### DOCUMENT TEXT
########################################

Gert, you couldn't be more insightful: I did a software upgrade of the 7609
a few weeks ago, which led our helpdesk to raise this issue to me.

Frank

-----Original Message-----
From: Gert Doering [mailto:[email protected]]
Sent: Wednesday, January 19, 2011 3:54 AM
To: Frank Bulk - iName.com
Cc: 'Keegan Holley'; [email protected]; [email protected]
Subject: Re: [c-nsp] ARP strangeness

Hi,

On Wed, Jan 19, 2011 at 01:47:20AM -0600, Frank Bulk - iName.com wrote:
> You're correct - without broadcast support, re-population initiated from
the
> 7609 is impossible.  Once it's expired, the FTTH access gear's design,
which
> blocks broadcast traffic, makes it impossible for the CPE to respond to
the
> broadcast ARP.  The FTTH access gear never allows broadcast traffic to
> ingress from the 7609.  So the only thing that can re-populate the 7609's
> ARP cache is an ARP request by the CPE, *but* the CPE only does that after
a
> DHCP exchange after power on, never again, even after a full DHCP
exchange.

########################################

### EXERCISE INSTRUCTIONS
a) In the ARP email thread, what did Frank do to the 7609 a few weeks earlier?
b) Summarize the ARP email thread in two sentences.
c) Continue the ARP email thread from the point where the text stops.
The records that come after this email thread are separate material.

########################################

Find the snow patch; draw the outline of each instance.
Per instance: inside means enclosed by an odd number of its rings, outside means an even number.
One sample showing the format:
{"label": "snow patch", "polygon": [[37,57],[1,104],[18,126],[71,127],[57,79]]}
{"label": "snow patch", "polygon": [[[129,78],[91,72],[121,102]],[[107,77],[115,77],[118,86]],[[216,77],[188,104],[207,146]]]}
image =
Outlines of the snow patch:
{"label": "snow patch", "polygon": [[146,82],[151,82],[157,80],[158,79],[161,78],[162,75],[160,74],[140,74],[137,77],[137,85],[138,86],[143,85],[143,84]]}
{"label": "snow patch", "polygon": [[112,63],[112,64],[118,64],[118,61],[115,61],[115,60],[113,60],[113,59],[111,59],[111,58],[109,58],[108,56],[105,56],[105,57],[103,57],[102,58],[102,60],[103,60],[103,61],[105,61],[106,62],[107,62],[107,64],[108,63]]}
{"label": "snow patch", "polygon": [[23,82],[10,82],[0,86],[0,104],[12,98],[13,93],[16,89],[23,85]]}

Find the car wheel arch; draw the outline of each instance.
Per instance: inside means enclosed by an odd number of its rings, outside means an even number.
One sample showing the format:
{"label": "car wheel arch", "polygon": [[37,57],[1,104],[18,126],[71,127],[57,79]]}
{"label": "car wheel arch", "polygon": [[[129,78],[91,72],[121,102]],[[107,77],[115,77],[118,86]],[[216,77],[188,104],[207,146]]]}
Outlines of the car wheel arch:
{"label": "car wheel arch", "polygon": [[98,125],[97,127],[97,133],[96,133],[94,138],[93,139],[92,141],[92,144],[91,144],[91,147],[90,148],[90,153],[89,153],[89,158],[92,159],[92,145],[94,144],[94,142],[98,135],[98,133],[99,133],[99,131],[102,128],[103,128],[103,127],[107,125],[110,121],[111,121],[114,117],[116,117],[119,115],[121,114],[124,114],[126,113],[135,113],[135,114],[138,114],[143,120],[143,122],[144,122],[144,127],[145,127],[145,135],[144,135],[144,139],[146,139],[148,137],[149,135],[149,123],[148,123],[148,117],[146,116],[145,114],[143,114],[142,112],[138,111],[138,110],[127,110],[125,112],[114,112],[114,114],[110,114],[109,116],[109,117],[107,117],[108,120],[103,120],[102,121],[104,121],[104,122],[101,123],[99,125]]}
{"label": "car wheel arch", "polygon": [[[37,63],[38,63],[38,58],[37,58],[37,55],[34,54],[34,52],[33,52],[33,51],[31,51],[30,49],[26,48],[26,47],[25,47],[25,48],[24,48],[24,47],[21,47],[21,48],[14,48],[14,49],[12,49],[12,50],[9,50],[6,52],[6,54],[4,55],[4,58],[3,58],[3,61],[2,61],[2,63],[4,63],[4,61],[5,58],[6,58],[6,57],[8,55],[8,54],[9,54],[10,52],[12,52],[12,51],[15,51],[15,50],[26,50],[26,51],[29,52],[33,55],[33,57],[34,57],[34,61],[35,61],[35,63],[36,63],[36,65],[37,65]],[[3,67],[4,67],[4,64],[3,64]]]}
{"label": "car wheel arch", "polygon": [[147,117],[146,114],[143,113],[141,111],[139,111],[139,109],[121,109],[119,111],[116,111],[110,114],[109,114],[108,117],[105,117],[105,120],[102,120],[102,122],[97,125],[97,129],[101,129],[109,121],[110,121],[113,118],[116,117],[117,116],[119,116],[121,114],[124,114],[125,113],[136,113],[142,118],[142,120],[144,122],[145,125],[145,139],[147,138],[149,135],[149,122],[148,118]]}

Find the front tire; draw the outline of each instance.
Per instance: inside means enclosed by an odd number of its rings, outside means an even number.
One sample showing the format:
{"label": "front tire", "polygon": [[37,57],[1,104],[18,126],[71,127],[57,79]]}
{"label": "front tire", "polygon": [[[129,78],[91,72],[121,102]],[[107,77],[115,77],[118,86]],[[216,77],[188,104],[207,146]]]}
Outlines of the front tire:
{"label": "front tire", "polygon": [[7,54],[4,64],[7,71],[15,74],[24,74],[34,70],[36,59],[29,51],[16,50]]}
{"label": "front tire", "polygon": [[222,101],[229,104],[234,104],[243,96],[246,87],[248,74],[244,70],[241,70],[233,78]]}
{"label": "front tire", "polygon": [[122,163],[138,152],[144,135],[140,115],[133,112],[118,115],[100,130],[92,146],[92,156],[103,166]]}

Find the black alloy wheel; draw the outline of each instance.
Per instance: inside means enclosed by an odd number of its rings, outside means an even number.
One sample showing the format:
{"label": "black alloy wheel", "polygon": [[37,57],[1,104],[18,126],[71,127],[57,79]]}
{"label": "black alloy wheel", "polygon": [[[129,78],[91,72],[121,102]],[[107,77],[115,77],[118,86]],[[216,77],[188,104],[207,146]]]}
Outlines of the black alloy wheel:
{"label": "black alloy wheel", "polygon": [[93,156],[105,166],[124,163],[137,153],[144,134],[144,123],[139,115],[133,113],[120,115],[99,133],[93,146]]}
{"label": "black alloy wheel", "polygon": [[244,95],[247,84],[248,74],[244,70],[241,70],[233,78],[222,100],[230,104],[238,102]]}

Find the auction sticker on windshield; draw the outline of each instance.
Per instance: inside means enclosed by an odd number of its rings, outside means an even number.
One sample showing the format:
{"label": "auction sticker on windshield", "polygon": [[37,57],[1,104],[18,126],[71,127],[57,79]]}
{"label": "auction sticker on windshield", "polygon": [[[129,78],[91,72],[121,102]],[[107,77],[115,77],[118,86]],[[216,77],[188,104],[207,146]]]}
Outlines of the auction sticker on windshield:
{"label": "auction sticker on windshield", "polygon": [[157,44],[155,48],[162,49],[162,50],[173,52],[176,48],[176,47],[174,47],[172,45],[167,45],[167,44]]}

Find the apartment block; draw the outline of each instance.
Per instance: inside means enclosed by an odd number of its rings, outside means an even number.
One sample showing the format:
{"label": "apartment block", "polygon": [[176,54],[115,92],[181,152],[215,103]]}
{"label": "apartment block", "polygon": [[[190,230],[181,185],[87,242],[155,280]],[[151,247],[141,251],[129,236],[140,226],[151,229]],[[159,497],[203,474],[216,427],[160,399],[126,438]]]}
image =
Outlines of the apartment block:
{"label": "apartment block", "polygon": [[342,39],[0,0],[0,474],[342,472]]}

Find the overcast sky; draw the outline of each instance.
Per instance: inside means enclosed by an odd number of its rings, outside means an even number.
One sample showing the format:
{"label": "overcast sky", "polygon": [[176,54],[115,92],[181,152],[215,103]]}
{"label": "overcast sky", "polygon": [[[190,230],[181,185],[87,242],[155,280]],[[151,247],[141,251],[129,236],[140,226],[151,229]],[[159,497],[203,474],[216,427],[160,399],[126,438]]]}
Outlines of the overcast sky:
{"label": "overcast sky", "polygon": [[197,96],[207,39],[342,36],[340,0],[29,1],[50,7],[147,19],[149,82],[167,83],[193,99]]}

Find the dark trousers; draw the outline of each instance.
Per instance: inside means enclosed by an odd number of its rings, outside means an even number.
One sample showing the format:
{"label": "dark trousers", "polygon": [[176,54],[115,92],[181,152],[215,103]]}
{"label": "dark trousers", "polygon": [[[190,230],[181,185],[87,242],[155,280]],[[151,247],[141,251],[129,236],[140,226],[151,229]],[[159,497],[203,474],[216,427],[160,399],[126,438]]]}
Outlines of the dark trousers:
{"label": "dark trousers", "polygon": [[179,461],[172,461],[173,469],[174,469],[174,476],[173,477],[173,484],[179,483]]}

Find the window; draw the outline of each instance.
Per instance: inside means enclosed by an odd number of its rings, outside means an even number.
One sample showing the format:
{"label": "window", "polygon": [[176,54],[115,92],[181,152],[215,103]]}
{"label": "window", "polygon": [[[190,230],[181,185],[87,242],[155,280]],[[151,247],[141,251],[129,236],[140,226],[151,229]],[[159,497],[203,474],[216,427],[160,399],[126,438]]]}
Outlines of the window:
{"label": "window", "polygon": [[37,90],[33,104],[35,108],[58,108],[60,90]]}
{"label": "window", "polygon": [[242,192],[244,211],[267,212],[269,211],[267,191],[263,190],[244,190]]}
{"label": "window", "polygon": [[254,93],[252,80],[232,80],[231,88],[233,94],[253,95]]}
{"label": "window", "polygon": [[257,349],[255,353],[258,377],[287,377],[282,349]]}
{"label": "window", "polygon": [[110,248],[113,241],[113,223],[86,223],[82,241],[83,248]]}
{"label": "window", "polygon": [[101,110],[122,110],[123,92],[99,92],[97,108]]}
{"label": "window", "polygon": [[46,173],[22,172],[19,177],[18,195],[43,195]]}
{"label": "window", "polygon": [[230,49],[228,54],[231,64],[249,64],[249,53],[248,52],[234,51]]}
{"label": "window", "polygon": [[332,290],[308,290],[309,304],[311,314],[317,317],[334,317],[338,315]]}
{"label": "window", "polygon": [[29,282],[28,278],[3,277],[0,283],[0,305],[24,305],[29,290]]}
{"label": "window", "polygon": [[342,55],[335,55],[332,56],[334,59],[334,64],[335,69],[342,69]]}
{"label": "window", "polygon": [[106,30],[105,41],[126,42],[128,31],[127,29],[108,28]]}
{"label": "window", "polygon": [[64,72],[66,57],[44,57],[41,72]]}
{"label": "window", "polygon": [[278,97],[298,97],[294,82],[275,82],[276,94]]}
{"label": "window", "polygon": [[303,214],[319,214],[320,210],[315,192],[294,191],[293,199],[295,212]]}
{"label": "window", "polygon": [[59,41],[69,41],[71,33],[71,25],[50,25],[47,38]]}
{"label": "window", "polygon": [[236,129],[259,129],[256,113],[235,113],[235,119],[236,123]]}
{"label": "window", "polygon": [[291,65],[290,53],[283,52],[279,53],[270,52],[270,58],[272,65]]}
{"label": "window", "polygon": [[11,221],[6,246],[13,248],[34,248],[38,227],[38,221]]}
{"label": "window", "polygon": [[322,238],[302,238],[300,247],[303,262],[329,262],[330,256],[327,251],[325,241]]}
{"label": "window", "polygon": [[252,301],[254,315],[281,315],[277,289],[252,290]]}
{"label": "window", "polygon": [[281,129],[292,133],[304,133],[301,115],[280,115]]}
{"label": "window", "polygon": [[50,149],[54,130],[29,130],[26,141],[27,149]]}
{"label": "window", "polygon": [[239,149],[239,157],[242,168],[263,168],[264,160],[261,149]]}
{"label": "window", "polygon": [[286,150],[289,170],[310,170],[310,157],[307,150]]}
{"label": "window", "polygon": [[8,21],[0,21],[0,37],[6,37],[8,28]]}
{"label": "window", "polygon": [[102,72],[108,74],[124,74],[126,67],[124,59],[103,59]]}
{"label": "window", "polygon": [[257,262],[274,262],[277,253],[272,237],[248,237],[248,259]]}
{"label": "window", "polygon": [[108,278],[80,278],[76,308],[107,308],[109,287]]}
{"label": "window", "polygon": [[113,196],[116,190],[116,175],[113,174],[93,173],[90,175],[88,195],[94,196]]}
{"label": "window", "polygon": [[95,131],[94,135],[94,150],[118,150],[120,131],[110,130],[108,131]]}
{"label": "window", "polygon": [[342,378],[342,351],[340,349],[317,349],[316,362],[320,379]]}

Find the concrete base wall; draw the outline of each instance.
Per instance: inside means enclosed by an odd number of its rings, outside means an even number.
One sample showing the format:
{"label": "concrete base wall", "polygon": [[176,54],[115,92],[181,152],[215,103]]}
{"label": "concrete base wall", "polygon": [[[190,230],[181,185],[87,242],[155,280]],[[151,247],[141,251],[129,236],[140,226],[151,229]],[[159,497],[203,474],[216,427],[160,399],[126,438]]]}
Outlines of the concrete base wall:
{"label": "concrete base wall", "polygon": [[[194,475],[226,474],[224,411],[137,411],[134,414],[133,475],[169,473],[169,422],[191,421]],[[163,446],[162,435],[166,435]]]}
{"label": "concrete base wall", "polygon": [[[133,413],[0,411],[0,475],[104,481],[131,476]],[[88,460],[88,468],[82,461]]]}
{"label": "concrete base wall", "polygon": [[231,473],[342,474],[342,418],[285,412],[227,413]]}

########################################

### ANSWERS GIVEN
a) He did a software upgrade of the 7609.

b) Frank tells Gert that a software upgrade of the 7609 a few weeks ago led the helpdesk to raise this issue with him. In the quoted message, Frank explains that the FTTH access gear blocks broadcast traffic, so the 7609 cannot re-populate an expired ARP entry, and only an ARP request from the CPE can, which the CPE sends only after a DHCP exchange at power on.

c)
This sounds like a very very stupid design in the FTTH gear.

Imagine what happens if the 7609 needs to be rebooted - *all* customers
having to powercycle their CPEs?

(Also, the whole idea of "blocking broadcasts from the ISP side" is
bogus to start with - broadcasts from the CPE side are what needs to
be well-controlled and only distributed to the ISP PE...)

gert
--
USENET is *not* the non-clickable part of WWW!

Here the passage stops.